Jacques Flori, Président du Yacht Club de Cannes

« Il y a eu des bagarres à tous les niveaux sur le plan d’eau parce que les vents de secteur Sud permettent de faire de grands bords de près, sportifs et tactiques. Pour les Dragon qui ont pu enchainer dix manches et les 5.5mJI qui ont effectué neuf courses et qui ont régaté dans le golfe Juan, le vent est souvent rentré un peu plus tard, mais tous les équipages ont apprécié le terrain de jeu ! Parmi les yachts classiques, de nouveaux venus comme Linnet, Sincerity, Puritan, Sumurun… étaient à Cannes mais nous sommes obligés de limiter le nombre de bateaux inscrits pour des questions de logistique et de places libres dans le port. On a essayé de prendre tout le monde et le plan de port n’a pu être établi qu’au dernier moment ! Un beau succès… »

Classement des Régates Royales de Cannes

Big Boats (9 voiliers)

1-Moonbeam IV (Mikael Créac’h) 3 points
2-Hallowe’en (Mick Cotter) 6 pts
3-Moonbeam of Fife (Erwan Noblet) 9 pts

12mJI (3 voiliers)

1-Sovereign (Michel Nicolas) 5 points
2-France (Thierry Verneuil) 9 pts
3-Chancegger (José de la Vega) 15 pts

Epoque aurique (16 voiliers)

(Données d'étiquetage par coordonnées)
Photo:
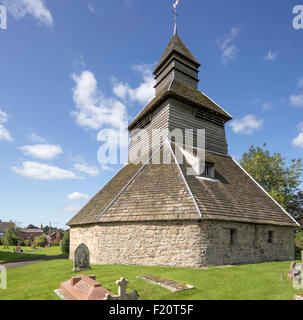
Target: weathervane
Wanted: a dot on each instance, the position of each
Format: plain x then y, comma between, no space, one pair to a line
175,14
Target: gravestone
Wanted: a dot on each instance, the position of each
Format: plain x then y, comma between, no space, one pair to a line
122,294
295,271
82,287
81,260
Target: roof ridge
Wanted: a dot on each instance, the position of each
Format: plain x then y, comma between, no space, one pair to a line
176,44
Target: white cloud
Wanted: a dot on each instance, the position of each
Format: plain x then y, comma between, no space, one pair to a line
42,151
3,117
246,125
229,50
41,171
93,109
143,93
4,133
37,139
296,100
35,8
113,137
298,141
85,168
77,196
271,56
90,8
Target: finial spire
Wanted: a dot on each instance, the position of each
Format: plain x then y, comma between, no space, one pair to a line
175,14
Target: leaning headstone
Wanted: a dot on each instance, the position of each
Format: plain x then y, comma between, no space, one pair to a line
122,295
81,260
295,271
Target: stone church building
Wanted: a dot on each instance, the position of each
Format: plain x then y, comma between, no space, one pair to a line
157,214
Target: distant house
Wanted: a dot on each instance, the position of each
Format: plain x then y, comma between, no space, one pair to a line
3,227
56,236
30,234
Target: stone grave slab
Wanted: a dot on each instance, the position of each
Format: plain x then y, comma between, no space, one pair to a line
122,294
171,285
81,259
82,287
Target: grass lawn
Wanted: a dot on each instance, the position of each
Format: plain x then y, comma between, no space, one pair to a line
249,282
10,255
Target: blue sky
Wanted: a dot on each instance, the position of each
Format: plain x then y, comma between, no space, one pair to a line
70,69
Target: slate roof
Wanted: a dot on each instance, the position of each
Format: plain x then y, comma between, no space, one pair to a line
237,197
176,44
163,192
182,92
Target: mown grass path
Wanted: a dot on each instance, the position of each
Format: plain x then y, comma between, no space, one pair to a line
28,254
248,282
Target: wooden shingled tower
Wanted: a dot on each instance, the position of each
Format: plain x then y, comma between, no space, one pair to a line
157,214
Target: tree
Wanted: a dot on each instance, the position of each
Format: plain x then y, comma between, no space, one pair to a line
65,243
295,207
39,241
272,173
11,236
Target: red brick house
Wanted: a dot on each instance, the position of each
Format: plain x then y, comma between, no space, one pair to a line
56,236
31,234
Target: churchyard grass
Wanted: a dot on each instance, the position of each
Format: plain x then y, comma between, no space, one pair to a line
251,282
8,255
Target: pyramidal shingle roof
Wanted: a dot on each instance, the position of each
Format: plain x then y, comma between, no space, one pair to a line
163,192
176,44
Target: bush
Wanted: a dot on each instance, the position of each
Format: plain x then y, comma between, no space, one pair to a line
298,249
27,243
65,243
40,241
20,242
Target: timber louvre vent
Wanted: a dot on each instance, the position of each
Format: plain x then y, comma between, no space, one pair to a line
209,171
208,117
142,124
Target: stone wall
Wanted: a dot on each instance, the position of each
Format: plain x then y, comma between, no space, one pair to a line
182,244
150,243
251,244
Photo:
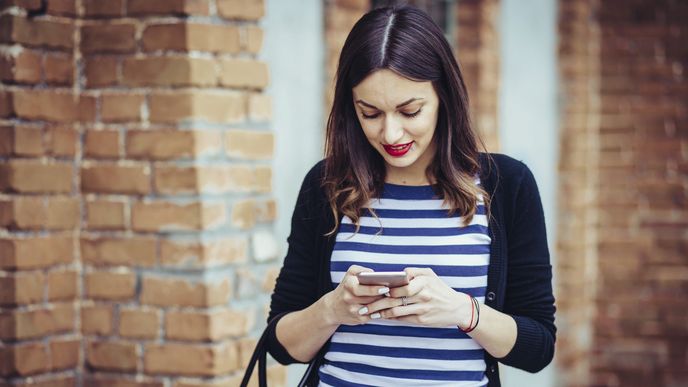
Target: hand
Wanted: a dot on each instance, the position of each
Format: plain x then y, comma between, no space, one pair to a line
430,302
346,304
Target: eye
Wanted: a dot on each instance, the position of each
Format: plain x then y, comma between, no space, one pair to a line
370,116
411,115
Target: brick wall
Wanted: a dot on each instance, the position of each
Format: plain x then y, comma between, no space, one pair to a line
623,242
477,50
135,182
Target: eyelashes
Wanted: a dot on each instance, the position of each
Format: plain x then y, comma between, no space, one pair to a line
376,115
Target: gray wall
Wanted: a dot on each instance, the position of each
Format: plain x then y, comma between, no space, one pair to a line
528,117
294,49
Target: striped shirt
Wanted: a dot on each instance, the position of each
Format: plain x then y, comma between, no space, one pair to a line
413,230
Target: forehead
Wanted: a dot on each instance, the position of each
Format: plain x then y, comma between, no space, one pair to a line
386,89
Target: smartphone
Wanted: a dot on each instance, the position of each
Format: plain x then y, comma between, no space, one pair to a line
391,279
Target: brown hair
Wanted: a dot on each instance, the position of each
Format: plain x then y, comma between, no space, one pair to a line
406,41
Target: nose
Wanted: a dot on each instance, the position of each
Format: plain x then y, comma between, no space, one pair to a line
392,130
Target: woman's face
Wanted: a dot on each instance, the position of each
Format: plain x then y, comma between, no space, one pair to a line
398,117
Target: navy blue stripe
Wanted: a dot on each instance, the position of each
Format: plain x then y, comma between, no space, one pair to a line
414,214
440,270
389,330
410,374
396,231
411,353
335,381
412,249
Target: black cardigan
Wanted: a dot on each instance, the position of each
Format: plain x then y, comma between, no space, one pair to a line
519,281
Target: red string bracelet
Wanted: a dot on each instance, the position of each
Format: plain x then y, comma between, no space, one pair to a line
469,329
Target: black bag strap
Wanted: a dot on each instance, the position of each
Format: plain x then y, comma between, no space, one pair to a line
260,356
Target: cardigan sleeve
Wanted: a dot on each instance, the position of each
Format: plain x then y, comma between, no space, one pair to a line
296,285
529,298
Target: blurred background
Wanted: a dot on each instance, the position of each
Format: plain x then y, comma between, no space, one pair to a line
151,152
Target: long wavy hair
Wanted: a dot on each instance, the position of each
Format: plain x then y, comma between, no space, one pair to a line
404,40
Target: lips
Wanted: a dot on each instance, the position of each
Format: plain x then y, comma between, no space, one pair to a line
397,150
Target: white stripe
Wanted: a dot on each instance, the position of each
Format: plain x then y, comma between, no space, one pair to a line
396,204
407,363
368,221
452,282
375,380
405,341
453,240
411,260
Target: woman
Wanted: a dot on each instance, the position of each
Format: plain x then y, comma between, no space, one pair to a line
404,187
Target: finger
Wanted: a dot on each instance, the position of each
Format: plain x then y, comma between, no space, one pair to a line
413,272
401,311
413,288
353,270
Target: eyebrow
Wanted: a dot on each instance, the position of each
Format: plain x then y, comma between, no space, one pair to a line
362,102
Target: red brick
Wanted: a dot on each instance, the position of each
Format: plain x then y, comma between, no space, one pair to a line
161,216
30,5
171,144
59,69
61,141
65,353
35,177
241,9
105,215
21,288
243,73
21,325
191,360
6,104
115,355
253,39
124,179
62,285
207,326
179,292
104,8
102,285
191,36
37,32
101,71
25,67
108,38
259,107
96,319
216,179
102,144
249,144
141,323
204,254
121,107
23,359
55,106
244,214
167,7
129,251
169,71
212,106
62,7
35,252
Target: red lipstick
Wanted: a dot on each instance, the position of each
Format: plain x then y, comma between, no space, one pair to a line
397,150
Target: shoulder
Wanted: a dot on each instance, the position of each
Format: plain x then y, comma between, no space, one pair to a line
504,172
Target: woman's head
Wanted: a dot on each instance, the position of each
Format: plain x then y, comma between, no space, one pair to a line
393,55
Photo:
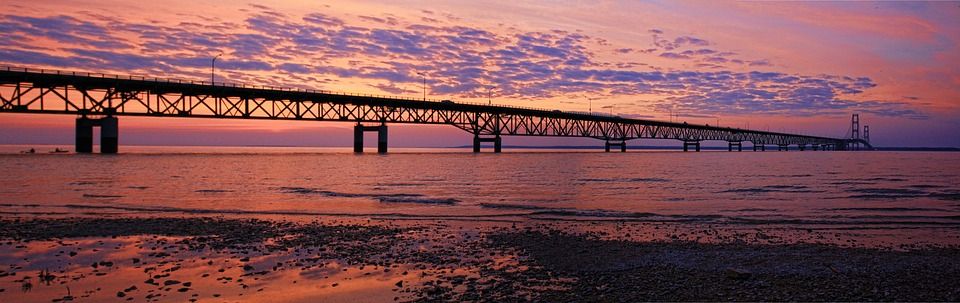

▶ CONSIGNES
a) Recopiez le passage sur les Régates Royales de Cannes depuis « Jacques Flori, Président » jusqu'à « Boats (9 voiliers) » inclus.
b) Répondez à ces questions d'après le passage sur les Régates Royales de Cannes :
(i) Combien de manches les Dragon ont-ils pu enchaîner ?
(ii) Quel bateau arrive premier en 12mJI ?
(iii) Combien de voiliers compte la catégorie Big Boats ?
c) Poursuivez le passage sur les Régates Royales de Cannes à partir de l'endroit où il s'arrête.

▶ CORRIGÉ
a)
Jacques Flori, Président du Yacht Club de Cannes

« Il y a eu des bagarres à tous les niveaux sur le plan d’eau parce que les vents de secteur Sud permettent de faire de grands bords de près, sportifs et tactiques. Pour les Dragon qui ont pu enchainer dix manches et les 5.5mJI qui ont effectué neuf courses et qui ont régaté dans le golfe Juan, le vent est souvent rentré un peu plus tard, mais tous les équipages ont apprécié le terrain de jeu ! Parmi les yachts classiques, de nouveaux venus comme Linnet, Sincerity, Puritan, Sumurun… étaient à Cannes mais nous sommes obligés de limiter le nombre de bateaux inscrits pour des questions de logistique et de places libres dans le port. On a essayé de prendre tout le monde et le plan de port n’a pu être établi qu’au dernier moment ! Un beau succès… »

Classement des Régates Royales de Cannes

Big Boats (9 voiliers)

b)
(i) Dix manches.
(ii) Sovereign (Michel Nicolas), avec 5 points.
(iii) 9 voiliers.

c)
1-Linnet (Patrizio Bertelli) 4 points
2-Spartan (Courtney Koos) 7 pts
3-Chinook (Jonathan Greenwood) 14 pts

Classique (16 voiliers)

1-Arcadia (Bruno Ricciardi) 5 points
2-Ganbare (Don Wood) 6 pts
3-Maria Giovanna II (Jean-Pierre Sauvan) 13 pts

Epoque Marconi de plus de 15m (16 voiliers)

1-Enterprise (Goran Rutgersson) 4 points
2-Leonore (Mauro Piani) 8 pts
3-Skylark of 1937 (Tony Morse) 11 pts

Epoque Marconi de moins de 15m (13 voiliers)

1-Arrow (Phil Plumtree) 4 points
2-Carron II (Angelo Mazzarella) 7 pts
3-Jalina (Carlo-Luciano Frattimi) 8 pts

Esprit de Tradition (5 voiliers)

1-Freya of Midgard (Philippe Fabre) 3 points
2-Fairlie (Thomas Fisher) 7 pts
3-Tabasco 5 (Karl Lion) 9 pts

Tofinou (6 voiliers)

1-Pitch (Patrice Riboud) 3 points
2-Team 42 (Bernard Giroux) 5 pts
3-Pippa (E. Fort) 7 pts

Dragon (50 voiliers)

1-Anatoly Loginov-RUS (Annapurna) 55 points
2-Jonathan Brown-GBR (Storm) 70 pts
3-Javier Scherk-ESP (Gunter) 74 pts
4-Nicola Friesen-GER (Smaug) 83 pts
5-Stéphane Baseden-FRA (Outlaw) 87 pts

5.5mJI (18 voiliers)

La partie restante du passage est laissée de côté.